PROMPT: Write out the lines below as a JSON list of strings, one string per line, skipping blank lines and leaving out the pictures.

====================

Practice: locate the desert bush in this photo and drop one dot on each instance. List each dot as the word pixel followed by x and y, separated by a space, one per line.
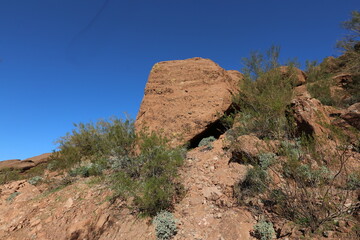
pixel 150 178
pixel 266 160
pixel 8 175
pixel 35 180
pixel 265 95
pixel 255 182
pixel 207 142
pixel 13 196
pixel 264 230
pixel 91 169
pixel 353 181
pixel 111 139
pixel 350 43
pixel 165 225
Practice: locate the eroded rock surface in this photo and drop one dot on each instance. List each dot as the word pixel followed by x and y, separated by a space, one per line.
pixel 26 164
pixel 184 97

====================

THE COMPLETED TASK:
[
  "Practice: locate the desert bush in this photo and drop one dot on each instance. List each dot as the word pixel followed by x and y, separated by a space, one per line.",
  "pixel 150 178",
  "pixel 266 160",
  "pixel 8 175",
  "pixel 35 180",
  "pixel 265 95",
  "pixel 255 182",
  "pixel 207 142",
  "pixel 13 196",
  "pixel 264 230",
  "pixel 91 169",
  "pixel 353 181",
  "pixel 111 139",
  "pixel 350 43",
  "pixel 165 225",
  "Practice: locate the eroded rock surface in this photo and drop one dot on each instance. List each dot as the word pixel followed by x and y, separated by a space, one per line.",
  "pixel 26 164",
  "pixel 184 97"
]